:: Problem ::
Give back every record word for word, keeping the pictures out.

Photo-based referring expression data:
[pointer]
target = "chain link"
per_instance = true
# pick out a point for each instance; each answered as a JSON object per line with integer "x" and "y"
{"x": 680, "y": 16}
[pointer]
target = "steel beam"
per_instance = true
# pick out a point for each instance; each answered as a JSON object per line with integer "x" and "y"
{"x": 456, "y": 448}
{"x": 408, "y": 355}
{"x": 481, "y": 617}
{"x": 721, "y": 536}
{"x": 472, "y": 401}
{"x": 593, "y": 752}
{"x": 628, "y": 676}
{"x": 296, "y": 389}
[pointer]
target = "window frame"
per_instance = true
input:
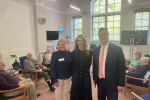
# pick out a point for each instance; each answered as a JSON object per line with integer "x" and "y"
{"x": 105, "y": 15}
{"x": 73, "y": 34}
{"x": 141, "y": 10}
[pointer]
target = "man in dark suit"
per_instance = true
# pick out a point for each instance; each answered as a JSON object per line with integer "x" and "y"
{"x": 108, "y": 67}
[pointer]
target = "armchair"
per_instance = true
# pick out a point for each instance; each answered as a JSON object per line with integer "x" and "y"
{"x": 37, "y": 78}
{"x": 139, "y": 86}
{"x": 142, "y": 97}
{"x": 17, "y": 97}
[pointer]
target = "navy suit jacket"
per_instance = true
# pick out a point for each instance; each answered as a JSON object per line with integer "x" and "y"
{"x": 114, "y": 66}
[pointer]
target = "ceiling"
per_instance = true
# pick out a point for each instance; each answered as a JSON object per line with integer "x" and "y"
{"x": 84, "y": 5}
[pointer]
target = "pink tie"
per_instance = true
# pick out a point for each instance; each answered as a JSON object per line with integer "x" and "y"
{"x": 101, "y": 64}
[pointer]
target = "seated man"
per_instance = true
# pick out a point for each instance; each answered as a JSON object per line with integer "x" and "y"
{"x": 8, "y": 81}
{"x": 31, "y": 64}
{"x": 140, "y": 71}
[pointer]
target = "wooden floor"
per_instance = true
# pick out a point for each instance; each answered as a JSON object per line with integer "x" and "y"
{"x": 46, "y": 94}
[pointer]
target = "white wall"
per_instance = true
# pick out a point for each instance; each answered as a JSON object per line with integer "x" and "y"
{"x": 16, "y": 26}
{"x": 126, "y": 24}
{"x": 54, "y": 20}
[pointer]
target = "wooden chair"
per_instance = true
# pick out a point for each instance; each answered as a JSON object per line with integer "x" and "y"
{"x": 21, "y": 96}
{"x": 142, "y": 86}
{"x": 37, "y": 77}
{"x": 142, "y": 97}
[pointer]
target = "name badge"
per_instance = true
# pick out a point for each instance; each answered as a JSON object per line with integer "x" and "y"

:: The completed task ::
[pointer]
target = "chain link"
per_instance = true
# pick out a point for each instance; each answered as a JSON object per line with integer "x" and "y"
{"x": 680, "y": 16}
[pointer]
target = "steel beam"
per_instance = true
# pick out a point for each instance; each answered as a JSON object per line with integer "x" and "y"
{"x": 456, "y": 448}
{"x": 408, "y": 355}
{"x": 481, "y": 617}
{"x": 721, "y": 536}
{"x": 472, "y": 401}
{"x": 593, "y": 752}
{"x": 628, "y": 676}
{"x": 296, "y": 389}
[pointer]
target = "window frame"
per_instance = true
input:
# pick out a point for each instance; each answered as a JSON object per line with integer "x" and "y"
{"x": 105, "y": 15}
{"x": 73, "y": 34}
{"x": 141, "y": 10}
[pointer]
target = "man in dark suit"
per_instance = true
# pick out a point for each instance; each answered as a JSON object per line with integer "x" and "y"
{"x": 108, "y": 67}
[pointer]
target = "armchair"
per_instance = true
# pick out a point for each instance; each answered as a JSON object per line with integer "x" and "y"
{"x": 37, "y": 78}
{"x": 139, "y": 86}
{"x": 142, "y": 97}
{"x": 17, "y": 97}
[pointer]
target = "navy suit jacket"
per_instance = true
# pick out a point for each instance; each answered as a JSON object per line with integer "x" and "y"
{"x": 114, "y": 66}
[pointer]
target = "ceiling"
per_instance = true
# pick out a point for each instance; each answered as a JSON object per line with integer "x" and "y"
{"x": 84, "y": 5}
[pointer]
target = "pink tie"
per_instance = true
# pick out a point for each instance; each answered as a JSON object per line with integer "x" and "y"
{"x": 101, "y": 64}
[pointer]
target = "seated man"
per_instance = true
# pick out a point for each instance; each answered as a JSON object per line with integer "x" and "y"
{"x": 8, "y": 81}
{"x": 31, "y": 64}
{"x": 140, "y": 71}
[pointer]
target = "wooden floor"
per_instance = true
# pick out a point for each instance; each answered as a JSON object per line with integer "x" and "y"
{"x": 46, "y": 94}
[pointer]
target = "white wall"
per_instance = true
# pick out a point for each instance; each answered as a JSON object per line with integer "x" and "y"
{"x": 16, "y": 26}
{"x": 126, "y": 24}
{"x": 54, "y": 20}
[pointer]
target = "wooden chair"
per_instance = true
# pick out a point for each instance; each answered as a JSON object per line with integer "x" and "y"
{"x": 21, "y": 96}
{"x": 142, "y": 86}
{"x": 37, "y": 77}
{"x": 142, "y": 97}
[pointer]
target = "name badge"
per_instance = true
# pick out a point for each instance; each answered as a JSON object per line with integer "x" and "y"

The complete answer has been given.